Top of PASSAGE SHOWN

7.5-year sentence in puffer fish toxin murder scheme
A federal judge on Monday sentenced a 39-year-old Lake in the Hills man to 92 months in prison after he pleaded guilty to wire fraud and stockpiling a toxin derived from the puffer fish, which authorities contend was part of a plot to kill his wife.
Edward Bachner IV had been held in the Ogle County jail without bond since June 2008 after FBI anti-terrorism agents raided his home on the 5700 block of McKenzie Drive in the village's Meadowbrook subdivision.
With credit for good time and time served, he has about 32 more months left to serve on his sentence of just more than 7½ years. He also was ordered to pay $512,396 in restitution to the IRS after pleading guilty to filing a false tax return.
During a lengthy sentencing hearing at the federal courthouse in Rockford, prosecutors argued that Bachner lived a double life, hiding financial problems from his wife, Rebecca, while plotting against her.
Defense attorneys argued that Bachner's behavior was a byproduct of pressures in his young and adult life, leading him to intensify his role playing and escapism in which he believed he was a successful businessman, research doctor and special military agent.
"Ed, I have a great feeling that your life is going to get better from here. But you still have this hurdle to clear," said U.S. District Court Judge Frederick Kapala, who added that acquiring the toxin was not equivalent to attempted murder. "I've rarely seen such support in your case for a criminal defendant."
Bachner could have received anywhere from 10 to 12½ years under federal sentencing guidelines, but defense attorney Jeff Steinback argued there were numerous mitigating factors that allowed Kapala to issue a less severe term.
Steinback noted that Bachner's wife, Rebecca, stood by him and other friends and family members, who attended numerous court hearings, also supported him. Rebecca Bachner and Bachner's father declined to comment afterward.

Bottom of PASSAGE SHOWN

WORK ORDER 1: In the puffer fish toxin case report, how much restitution was Bachner ordered to pay the IRS?
WORK ORDER 2: List every person the puffer fish toxin case report names.
WORK ORDER 3: Extend the puffer fish toxin case report, picking up after its final sentence.

Top of LISTED ENTRIES

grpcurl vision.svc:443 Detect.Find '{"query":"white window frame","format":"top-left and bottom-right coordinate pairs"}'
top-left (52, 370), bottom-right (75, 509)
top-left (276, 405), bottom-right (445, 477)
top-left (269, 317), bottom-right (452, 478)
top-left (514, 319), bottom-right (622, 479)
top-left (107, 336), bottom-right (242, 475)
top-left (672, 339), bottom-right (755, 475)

Bottom of LISTED ENTRIES

YOUR RESPONSE 1: $512,396

YOUR RESPONSE 2: Edward Bachner IV, Rebecca Bachner, Frederick Kapala, Jeff Steinback

YOUR RESPONSE 3:
Steinback stressed that no one was injured, and Bachner did not attempt to administer the toxin, known as tetrodotoxin, to Rebecca.
The toxin is derived from the puffer fish and can cause respiratory paralysis in six to 24 hours. It has no known cure or antidote.
He noted that the bogus $20 million life insurance policy Bachner took out against Rebecca expired before his arrest, so it was impossible for him to collect any money even if he'd followed through on the government's alleged murder plot.
Steinback said the scheme was "ambitious and ridiculous" and "one that could have not possibly succeeded under any circumstances."
Steinback said Bachner was a model prisoner in the jail, helping other inmates with their GED studies and creating an archiving system for books inmates could read. Bachner sought medical treatment for mood swings nearing bipolar depression, and jail forced him to confront his problems.
"In that way, this incarceration has been wonderful because (his parents) got their son back, in the most ironic of ways," Steinback argued
Bachner also apologized, reading an eloquent and emotional statement to Kapala about how he was deeply remorseful, has fought his "dragon," is appreciative of every day and looks forward to being reunited with his wife.
"There is no one, no one who I'd rather have watching my back and walking beside me," Bachner said. "I've learned to live a life that casts that dragon aside."
A June 2008 search of Bachner's home turned up 45 full or partially full vials of the poison, along with evidence he had obtained at least 19 more vials that were missing.
The search also turned up more than 50 knives, five garrotes, a phony CIA badge and books on how to poison people, make gun silencers and hand-to-hand combat.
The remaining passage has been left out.